> Trecho da crítica:

Babenco, o filme
por Francisco RussoHector Babenco tem seu nome gravado na história do cinema brasileiro, graças a sucessos do porte de Pixote - A Lei do Mais Fraco, Carandiru e Lúcio Flávio, o Passageiro da Agonia. Mais ainda: o diretor argentino-brasileiro alcançou fama mundial ao ser indicado ao Oscar por O Beijo da Mulher-Aranha. Entretanto, o Babenco em forma há tempos não tem sido visto nas telonas, como se pode perceber em seus últimos trabalhos. Meu Amigo Hindu, o mais recente deles, é também aquele que atesta o péssimo momento cinematográfico vivido pelo cineasta – e, não por acaso, também o que mais tem a ver com sua personalidade.
O início do longa-metragem logo avisa: “o que você vai assistir é uma história que aconteceu comigo e conto da melhor maneira que sei”. O viés autobiográfico está escancarado, autorizando que Willem Dafoe assuma o posto de alter ego do diretor em cena. E ele o faz, criando um personagem egocêntrico e sem papas na língua, com uma certa liberalidade controlada. Se a esposa lhe diz que já o traiu, ele rebate na hora que não há problema algum nisto, por tê-la traído também. Tal característica torna o cineasta Diego uma pessoa bastante difícil, o que se manifesta no modo como trata todos à sua volta, da esposa (Maria Fernanda Cândido) aos amigos próximos e parentes. Há espaço ainda para cutucadas oportunas aos desafetos, por mais que seus nomes jamais sejam explicitados - seria Fernando Meirelles o tal cineasta citado?

> Listagem bruta:
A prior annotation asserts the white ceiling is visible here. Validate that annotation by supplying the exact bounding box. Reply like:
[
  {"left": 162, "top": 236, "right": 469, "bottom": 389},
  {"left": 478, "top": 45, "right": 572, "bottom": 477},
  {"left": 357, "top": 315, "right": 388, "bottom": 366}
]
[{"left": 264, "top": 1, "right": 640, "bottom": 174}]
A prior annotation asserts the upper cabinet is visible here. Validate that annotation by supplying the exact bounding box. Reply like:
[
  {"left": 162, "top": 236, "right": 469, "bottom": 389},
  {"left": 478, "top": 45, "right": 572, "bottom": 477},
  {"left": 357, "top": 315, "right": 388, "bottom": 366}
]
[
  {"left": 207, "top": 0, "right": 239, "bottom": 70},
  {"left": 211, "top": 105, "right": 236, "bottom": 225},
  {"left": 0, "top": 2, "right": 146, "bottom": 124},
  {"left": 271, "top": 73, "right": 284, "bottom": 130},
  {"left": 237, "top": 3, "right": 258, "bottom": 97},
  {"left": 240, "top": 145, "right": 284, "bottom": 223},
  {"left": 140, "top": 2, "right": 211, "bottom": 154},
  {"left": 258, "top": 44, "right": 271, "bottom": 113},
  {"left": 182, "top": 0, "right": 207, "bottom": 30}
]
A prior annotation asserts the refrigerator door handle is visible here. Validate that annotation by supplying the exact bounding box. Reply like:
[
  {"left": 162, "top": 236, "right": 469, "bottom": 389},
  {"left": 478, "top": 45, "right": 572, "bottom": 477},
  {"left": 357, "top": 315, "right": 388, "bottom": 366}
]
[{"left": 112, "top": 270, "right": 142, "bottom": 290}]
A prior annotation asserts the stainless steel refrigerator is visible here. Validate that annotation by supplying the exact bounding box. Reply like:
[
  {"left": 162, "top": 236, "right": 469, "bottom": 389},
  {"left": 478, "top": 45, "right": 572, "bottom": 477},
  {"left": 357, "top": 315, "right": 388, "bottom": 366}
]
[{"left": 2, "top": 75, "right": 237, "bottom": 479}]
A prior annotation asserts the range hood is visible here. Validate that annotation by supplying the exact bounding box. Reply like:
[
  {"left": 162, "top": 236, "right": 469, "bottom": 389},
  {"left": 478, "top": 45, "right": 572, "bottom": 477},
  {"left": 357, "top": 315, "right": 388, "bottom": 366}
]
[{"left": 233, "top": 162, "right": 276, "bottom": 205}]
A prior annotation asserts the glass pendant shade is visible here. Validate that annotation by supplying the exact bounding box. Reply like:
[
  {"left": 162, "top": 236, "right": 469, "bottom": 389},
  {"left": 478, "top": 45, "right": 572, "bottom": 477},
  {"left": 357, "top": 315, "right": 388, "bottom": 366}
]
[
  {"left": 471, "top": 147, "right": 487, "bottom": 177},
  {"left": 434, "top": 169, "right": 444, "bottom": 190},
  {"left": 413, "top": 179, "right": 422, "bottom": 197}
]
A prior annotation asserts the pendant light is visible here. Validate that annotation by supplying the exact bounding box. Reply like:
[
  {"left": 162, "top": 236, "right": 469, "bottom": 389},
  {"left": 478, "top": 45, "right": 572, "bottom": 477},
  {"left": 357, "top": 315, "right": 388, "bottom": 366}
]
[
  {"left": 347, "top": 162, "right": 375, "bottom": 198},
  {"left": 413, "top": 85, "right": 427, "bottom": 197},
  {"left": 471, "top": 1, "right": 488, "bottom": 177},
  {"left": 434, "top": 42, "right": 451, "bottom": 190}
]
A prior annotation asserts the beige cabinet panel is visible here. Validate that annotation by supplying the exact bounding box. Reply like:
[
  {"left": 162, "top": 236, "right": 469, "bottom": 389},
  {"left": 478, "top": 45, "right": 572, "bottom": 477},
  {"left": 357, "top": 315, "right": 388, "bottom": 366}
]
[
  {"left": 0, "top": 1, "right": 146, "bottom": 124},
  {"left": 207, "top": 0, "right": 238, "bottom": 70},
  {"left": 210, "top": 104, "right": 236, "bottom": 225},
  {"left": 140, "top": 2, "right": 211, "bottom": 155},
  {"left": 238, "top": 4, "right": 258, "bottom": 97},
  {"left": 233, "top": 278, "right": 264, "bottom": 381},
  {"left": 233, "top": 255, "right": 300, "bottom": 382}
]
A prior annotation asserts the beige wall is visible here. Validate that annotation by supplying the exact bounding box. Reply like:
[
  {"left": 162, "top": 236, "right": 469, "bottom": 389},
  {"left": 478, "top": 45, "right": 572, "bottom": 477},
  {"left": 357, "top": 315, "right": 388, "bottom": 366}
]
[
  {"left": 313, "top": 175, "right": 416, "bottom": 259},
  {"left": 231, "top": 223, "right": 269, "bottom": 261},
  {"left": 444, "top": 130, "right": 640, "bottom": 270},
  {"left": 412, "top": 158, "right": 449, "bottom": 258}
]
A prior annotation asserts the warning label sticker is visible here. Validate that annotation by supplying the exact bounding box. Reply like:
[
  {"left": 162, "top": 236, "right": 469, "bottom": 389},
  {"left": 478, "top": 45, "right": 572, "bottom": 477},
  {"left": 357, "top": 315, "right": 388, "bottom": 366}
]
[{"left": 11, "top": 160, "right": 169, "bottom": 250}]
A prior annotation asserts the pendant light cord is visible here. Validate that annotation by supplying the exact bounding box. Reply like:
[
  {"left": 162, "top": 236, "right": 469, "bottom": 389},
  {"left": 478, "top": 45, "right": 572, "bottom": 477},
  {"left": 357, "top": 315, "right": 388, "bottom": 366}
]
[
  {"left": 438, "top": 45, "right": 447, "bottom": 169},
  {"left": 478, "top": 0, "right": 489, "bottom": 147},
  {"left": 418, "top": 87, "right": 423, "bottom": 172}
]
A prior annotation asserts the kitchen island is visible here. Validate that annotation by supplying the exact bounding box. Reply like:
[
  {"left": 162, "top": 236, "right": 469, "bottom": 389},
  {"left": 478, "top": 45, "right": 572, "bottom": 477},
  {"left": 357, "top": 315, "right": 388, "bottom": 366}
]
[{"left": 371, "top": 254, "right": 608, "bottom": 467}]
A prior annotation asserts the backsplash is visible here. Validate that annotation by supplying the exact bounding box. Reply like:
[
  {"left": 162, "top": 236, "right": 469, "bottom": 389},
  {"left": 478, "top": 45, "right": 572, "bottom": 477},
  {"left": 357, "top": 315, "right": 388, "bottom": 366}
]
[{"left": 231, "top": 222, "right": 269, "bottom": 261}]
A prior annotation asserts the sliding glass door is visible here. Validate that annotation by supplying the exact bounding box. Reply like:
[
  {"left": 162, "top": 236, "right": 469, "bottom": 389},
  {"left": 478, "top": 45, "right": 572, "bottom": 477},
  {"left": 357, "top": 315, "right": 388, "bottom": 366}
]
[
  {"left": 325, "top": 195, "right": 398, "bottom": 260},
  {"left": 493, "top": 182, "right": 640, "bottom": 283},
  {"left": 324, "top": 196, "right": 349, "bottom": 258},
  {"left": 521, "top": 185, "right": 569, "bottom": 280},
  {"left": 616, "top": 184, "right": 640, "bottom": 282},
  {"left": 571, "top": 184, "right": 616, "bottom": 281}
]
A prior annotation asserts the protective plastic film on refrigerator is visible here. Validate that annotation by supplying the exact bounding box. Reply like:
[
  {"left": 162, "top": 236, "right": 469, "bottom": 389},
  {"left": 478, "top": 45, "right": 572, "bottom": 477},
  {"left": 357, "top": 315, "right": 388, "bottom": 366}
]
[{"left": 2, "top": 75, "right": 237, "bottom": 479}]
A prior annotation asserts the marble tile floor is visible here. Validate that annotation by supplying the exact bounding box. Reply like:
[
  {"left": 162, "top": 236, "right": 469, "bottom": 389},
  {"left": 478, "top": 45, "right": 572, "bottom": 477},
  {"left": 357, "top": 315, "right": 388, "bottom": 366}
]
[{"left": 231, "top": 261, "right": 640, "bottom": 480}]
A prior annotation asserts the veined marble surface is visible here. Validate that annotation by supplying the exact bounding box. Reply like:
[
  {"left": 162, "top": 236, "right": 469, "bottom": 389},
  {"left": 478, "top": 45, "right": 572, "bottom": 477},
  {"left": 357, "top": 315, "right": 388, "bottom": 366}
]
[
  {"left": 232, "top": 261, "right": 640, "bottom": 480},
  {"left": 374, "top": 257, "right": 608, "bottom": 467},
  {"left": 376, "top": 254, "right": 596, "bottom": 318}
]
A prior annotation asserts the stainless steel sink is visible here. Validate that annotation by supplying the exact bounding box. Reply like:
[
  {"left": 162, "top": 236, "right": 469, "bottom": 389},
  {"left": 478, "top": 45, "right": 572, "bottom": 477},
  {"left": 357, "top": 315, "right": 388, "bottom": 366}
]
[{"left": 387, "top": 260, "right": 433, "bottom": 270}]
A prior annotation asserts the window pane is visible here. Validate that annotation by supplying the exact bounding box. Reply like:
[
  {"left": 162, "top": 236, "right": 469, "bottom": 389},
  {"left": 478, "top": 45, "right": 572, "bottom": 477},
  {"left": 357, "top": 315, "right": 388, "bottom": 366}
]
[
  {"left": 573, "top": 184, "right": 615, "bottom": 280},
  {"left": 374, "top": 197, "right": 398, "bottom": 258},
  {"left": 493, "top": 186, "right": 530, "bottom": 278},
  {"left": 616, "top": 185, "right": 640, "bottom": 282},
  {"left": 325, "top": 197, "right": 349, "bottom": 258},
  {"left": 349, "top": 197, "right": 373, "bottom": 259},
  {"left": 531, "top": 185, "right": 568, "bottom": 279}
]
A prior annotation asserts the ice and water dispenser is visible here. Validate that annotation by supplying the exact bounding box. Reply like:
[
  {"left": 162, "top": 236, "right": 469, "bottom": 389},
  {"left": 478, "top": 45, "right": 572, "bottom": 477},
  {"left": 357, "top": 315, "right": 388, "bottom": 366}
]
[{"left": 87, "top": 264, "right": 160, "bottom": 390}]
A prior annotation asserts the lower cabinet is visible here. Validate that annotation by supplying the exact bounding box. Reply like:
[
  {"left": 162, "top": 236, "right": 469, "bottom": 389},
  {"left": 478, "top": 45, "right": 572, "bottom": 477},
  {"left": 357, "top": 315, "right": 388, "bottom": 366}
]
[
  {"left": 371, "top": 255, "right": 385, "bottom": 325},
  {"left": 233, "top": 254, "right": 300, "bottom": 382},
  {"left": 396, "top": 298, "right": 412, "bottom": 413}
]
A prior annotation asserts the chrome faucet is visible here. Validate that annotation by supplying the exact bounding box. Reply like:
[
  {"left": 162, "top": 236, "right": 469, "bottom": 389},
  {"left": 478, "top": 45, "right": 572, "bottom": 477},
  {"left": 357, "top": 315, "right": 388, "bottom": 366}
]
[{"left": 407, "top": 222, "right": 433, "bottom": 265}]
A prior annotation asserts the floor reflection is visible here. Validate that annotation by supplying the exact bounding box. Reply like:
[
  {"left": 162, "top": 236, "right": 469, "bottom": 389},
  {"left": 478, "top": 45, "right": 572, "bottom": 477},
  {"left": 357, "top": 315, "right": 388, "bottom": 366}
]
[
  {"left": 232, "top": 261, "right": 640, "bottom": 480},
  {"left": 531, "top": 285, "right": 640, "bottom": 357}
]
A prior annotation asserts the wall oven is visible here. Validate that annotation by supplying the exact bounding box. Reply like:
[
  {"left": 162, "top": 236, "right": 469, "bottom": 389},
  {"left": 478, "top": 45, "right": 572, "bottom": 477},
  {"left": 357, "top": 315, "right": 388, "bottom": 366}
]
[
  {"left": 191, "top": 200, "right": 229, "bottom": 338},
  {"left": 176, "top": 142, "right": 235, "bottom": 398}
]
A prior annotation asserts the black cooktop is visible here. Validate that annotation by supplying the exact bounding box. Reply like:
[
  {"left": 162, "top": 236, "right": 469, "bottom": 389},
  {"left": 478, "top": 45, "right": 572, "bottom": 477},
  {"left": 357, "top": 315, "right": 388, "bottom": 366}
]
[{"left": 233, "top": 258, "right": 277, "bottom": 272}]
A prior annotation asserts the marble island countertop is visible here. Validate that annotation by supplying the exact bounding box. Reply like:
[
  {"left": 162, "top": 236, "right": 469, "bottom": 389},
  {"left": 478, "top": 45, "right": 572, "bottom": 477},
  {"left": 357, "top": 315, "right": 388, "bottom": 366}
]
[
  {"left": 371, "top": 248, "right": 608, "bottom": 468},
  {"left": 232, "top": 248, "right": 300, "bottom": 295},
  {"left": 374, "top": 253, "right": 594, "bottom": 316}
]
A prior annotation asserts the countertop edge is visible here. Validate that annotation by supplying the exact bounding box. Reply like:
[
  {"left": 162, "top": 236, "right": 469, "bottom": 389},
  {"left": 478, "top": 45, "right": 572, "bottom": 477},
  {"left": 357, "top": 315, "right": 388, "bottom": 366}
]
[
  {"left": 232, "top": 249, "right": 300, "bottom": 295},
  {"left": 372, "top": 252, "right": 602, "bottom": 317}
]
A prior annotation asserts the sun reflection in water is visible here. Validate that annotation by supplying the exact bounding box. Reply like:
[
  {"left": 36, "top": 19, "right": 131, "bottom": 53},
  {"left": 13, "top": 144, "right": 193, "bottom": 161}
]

> Exercício escrito A:
Redimensione a parte da listagem que começa na linha que contém "A prior annotation asserts the wall" e termina no fim da listagem, ambas as extremidades incluídas. Reproduza integralmente essas linhas, multiplicando por 0,5 somente as coordenadas das caixas delimitadoras dadas como resposta (não as dos modelos de formato) e arredondando para números inteiros, com as metades para cima.
> Exercício escrito B:
Redija a continuação da crítica sobre o filme Meu Amigo Hindu, prosseguindo após a última frase apresentada.

> Resposta escrita A:
A prior annotation asserts the wall oven is visible here. Validate that annotation by supplying the exact bounding box. Reply like:
[
  {"left": 162, "top": 236, "right": 469, "bottom": 389},
  {"left": 478, "top": 45, "right": 572, "bottom": 477},
  {"left": 357, "top": 315, "right": 388, "bottom": 366}
]
[
  {"left": 96, "top": 100, "right": 115, "bottom": 169},
  {"left": 88, "top": 71, "right": 118, "bottom": 199}
]
A prior annotation asserts the black cooktop is visible here. Validate that annotation by supplying the exact bounding box. Reply like:
[
  {"left": 162, "top": 236, "right": 469, "bottom": 389},
  {"left": 478, "top": 45, "right": 572, "bottom": 477},
  {"left": 357, "top": 315, "right": 388, "bottom": 366}
]
[{"left": 117, "top": 129, "right": 139, "bottom": 136}]
A prior annotation asserts the marble island countertop is visible here. Validate that annotation by supplying the exact bounding box. Reply like:
[
  {"left": 162, "top": 236, "right": 469, "bottom": 389},
  {"left": 478, "top": 45, "right": 572, "bottom": 477},
  {"left": 357, "top": 315, "right": 388, "bottom": 366}
]
[
  {"left": 186, "top": 124, "right": 304, "bottom": 234},
  {"left": 116, "top": 124, "right": 150, "bottom": 148},
  {"left": 187, "top": 127, "right": 297, "bottom": 158}
]
A prior annotation asserts the countertop edge is visible here. Validate that annotation by supplying the exact bounding box. Reply like:
[
  {"left": 162, "top": 236, "right": 469, "bottom": 389},
  {"left": 478, "top": 45, "right": 572, "bottom": 477},
  {"left": 357, "top": 315, "right": 388, "bottom": 366}
]
[
  {"left": 116, "top": 125, "right": 150, "bottom": 148},
  {"left": 186, "top": 126, "right": 301, "bottom": 159}
]
A prior annotation asserts the sun reflection in water is visible here. Validate that annotation by supplying the exact bounding box. Reply like:
[
  {"left": 36, "top": 19, "right": 131, "bottom": 53},
  {"left": 13, "top": 144, "right": 193, "bottom": 161}
]

> Resposta escrita B:
Diante deste cenário, é interessante notar o vai-e-vem dos coadjuvantes dentro da trama. Desde os mais constantes, como Reynaldo Gianecchini e a própria Maria Fernanda Cândido, aos mais gratuitos, como Ary Fontoura e Dan Stulbach. Todos são relegados a segundo plano, não apenas pelo personagem principal mas pelo próprio roteiro. É como se os coadjuvantes fossem pinçados a esmo, apenas em momentos que sejam imprescindíveis à história principal mas, ainda assim, sem que tenham a menor chance de ofuscar o brilho do protagonista. O melhor exemplo é o modo como é mal desenvolvido o personagem de Guilherme Weber, de importância crucial no tratamento feito contra o câncer.
Como o brilho tem que caber sempre ao diretor, ou melhor, ao personagem principal, Willem Dafoe é quase onipresente na tela. E até se esforça, passando por um nítido processo de emagrecimento para as cenas da quimioterapia e pós-transplante de medula óssea. Só que, graças à sua presença, todo o elenco – formado em sua maioria por brasileiros – foi obrigado a atuar em inglês. Isto em uma trama situada no país, onde mesmo nomes brasileiríssimos como Sebastiana são pronunciados com o típico sotaque estrangeiro. Mas isto não interessa, o que importa de fato é que o alter ego seja um astro hollywoodiano – o que, mais uma vez, indica o quão importante este protagonista é em relação a todos os demais.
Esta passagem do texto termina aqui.